## Instructions for the task
Reproduce the stretch of items from the very start through the line containing "754 260 L 762", with that line included.
# # # #
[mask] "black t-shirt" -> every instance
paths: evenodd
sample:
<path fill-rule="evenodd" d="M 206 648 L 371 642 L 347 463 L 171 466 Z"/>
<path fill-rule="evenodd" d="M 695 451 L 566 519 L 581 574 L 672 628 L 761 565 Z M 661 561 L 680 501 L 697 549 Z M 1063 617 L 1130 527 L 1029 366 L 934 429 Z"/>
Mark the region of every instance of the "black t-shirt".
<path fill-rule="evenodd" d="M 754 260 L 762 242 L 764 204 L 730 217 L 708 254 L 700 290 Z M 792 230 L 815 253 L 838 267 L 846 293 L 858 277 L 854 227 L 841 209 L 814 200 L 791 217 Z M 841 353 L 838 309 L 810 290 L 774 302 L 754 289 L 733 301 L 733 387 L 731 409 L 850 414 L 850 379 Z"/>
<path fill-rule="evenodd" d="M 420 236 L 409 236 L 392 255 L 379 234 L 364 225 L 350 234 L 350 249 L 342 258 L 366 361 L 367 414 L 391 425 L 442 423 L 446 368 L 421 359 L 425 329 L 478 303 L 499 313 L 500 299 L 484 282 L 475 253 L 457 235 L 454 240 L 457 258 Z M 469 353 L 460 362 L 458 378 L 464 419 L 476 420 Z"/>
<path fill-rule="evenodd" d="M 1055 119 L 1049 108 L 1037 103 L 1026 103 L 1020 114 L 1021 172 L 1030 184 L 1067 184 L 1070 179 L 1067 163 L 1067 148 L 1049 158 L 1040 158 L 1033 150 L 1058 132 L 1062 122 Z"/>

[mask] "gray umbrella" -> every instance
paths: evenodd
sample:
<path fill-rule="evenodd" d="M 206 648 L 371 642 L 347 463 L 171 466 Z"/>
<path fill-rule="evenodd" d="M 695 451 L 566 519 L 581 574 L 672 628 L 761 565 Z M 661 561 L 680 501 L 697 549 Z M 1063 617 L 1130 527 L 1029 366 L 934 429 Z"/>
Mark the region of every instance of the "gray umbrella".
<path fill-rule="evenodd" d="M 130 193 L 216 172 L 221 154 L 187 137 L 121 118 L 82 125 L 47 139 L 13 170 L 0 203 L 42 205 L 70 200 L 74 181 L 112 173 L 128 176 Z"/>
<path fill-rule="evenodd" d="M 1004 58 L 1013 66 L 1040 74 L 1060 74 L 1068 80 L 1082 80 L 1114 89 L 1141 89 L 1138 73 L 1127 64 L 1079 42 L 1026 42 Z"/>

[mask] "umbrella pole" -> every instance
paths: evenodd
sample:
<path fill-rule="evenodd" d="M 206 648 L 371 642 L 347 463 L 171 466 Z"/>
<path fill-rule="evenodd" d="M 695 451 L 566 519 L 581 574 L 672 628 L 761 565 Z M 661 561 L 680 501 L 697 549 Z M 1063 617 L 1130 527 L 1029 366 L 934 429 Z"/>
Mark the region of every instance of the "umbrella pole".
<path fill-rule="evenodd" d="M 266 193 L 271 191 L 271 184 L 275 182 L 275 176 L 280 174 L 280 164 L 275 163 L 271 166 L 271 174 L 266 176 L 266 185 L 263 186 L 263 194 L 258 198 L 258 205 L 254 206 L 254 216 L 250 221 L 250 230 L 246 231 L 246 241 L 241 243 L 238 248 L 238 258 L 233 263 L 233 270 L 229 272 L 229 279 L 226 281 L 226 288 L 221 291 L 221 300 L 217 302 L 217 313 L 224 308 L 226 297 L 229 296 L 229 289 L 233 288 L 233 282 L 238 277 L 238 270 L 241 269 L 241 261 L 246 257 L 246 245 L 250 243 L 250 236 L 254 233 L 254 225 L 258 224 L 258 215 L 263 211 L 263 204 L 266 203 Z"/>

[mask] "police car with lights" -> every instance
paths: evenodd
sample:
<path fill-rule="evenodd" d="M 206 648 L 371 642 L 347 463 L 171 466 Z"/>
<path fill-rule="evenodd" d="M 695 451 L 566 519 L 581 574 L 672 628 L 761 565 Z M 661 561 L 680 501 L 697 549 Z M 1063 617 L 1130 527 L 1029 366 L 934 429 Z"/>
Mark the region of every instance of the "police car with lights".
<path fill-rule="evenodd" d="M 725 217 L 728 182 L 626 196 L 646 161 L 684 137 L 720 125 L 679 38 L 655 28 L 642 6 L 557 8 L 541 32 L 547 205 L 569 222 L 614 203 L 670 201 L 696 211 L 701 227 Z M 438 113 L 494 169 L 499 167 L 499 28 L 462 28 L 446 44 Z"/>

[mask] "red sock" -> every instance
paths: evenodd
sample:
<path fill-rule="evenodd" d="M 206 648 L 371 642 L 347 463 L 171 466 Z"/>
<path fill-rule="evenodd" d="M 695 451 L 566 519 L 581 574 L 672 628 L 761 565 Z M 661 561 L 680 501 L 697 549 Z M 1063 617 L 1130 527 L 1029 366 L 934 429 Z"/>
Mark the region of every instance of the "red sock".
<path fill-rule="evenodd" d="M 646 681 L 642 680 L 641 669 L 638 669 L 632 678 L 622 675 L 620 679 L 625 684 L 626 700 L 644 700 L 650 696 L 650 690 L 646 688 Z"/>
# # # #
## The answer
[mask] "black t-shirt" -> every instance
paths: evenodd
sample:
<path fill-rule="evenodd" d="M 206 648 L 371 642 L 347 463 L 171 466 Z"/>
<path fill-rule="evenodd" d="M 695 451 L 566 519 L 581 574 L 672 628 L 761 565 Z M 661 561 L 680 501 L 697 549 Z M 1063 617 L 1130 527 L 1029 366 L 934 429 Z"/>
Mark the region of every instance of the "black t-shirt".
<path fill-rule="evenodd" d="M 754 260 L 762 242 L 764 204 L 730 217 L 708 254 L 700 290 Z M 792 230 L 815 253 L 838 267 L 846 293 L 858 277 L 854 227 L 841 209 L 814 200 L 791 217 Z M 841 353 L 838 309 L 810 290 L 774 302 L 754 289 L 733 301 L 733 387 L 731 409 L 850 414 L 850 379 Z"/>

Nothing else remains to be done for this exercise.